Task to complete:
A single number is the answer: the count of lines below that contain "instance".
*** Opening Records ***
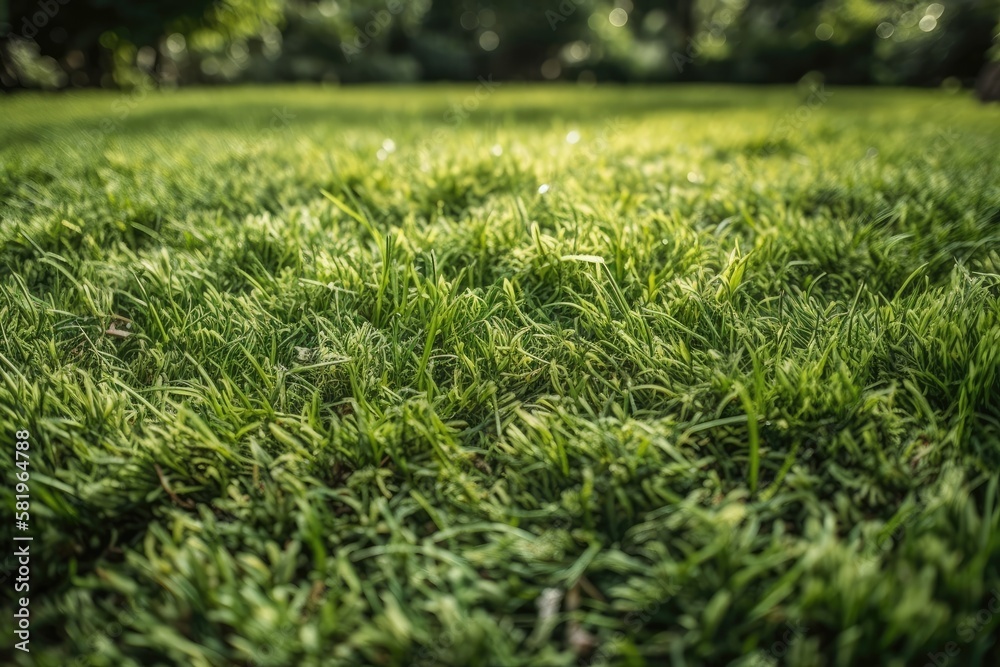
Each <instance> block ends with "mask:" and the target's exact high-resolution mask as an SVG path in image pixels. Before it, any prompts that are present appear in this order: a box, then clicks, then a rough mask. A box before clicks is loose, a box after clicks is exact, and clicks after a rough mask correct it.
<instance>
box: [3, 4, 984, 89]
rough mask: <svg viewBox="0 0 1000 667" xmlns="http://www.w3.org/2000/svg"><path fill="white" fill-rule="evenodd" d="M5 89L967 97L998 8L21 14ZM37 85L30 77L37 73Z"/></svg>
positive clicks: (834, 4) (648, 9) (51, 6)
mask: <svg viewBox="0 0 1000 667" xmlns="http://www.w3.org/2000/svg"><path fill="white" fill-rule="evenodd" d="M2 9H3V8H0V22H3V21H6V22H7V25H8V29H9V35H8V37H7V38H6V39H3V40H0V56H2V57H3V59H4V64H5V67H4V68H2V69H0V82H2V83H3V84H4V85H6V86H8V87H9V86H17V85H27V84H28V83H29V82H30V81H31V80H34V79H38V80H45V81H48V82H49V85H52V86H60V85H68V84H71V85H119V86H124V85H130V84H133V83H135V82H136V81H138V80H140V79H141V78H142V77H146V76H152V77H155V79H156V80H157V81H159V82H160V83H161V84H166V85H172V84H180V85H183V84H187V83H193V82H198V83H225V82H231V81H282V80H308V81H343V82H360V81H379V80H404V81H405V80H441V79H450V80H451V79H457V80H470V79H474V78H475V77H476V76H479V75H485V74H492V75H493V76H494V77H495V78H497V79H527V80H533V79H546V80H555V79H570V80H572V79H579V80H581V81H587V80H595V79H597V80H623V81H668V80H688V81H695V80H714V81H742V82H755V83H762V82H788V81H797V80H798V79H800V78H801V77H803V76H804V75H806V74H807V73H810V72H819V73H822V74H823V75H824V77H825V78H826V80H828V81H830V82H834V83H851V84H870V83H887V84H912V85H938V84H940V83H941V82H942V81H943V80H944V79H946V78H948V77H958V78H959V79H960V80H961V81H962V82H963V83H971V82H972V80H973V78H974V77H975V75H976V73H977V72H978V71H979V70H980V69H981V67H982V65H983V63H984V61H985V60H986V58H987V55H986V54H987V53H988V52H990V51H991V49H992V53H994V54H998V55H1000V51H997V49H998V48H1000V46H997V44H996V40H995V35H996V28H994V26H996V24H997V20H998V18H1000V0H940V1H939V2H927V1H926V0H823V1H821V2H815V1H813V0H543V1H542V2H537V1H531V0H415V1H404V0H175V1H174V2H168V1H167V0H13V2H12V3H11V4H10V14H9V15H7V16H5V15H4V14H3V12H2ZM31 71H37V73H38V74H37V76H36V75H35V74H31V75H29V72H31Z"/></svg>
*** Closing Records ***
Response for this exercise:
2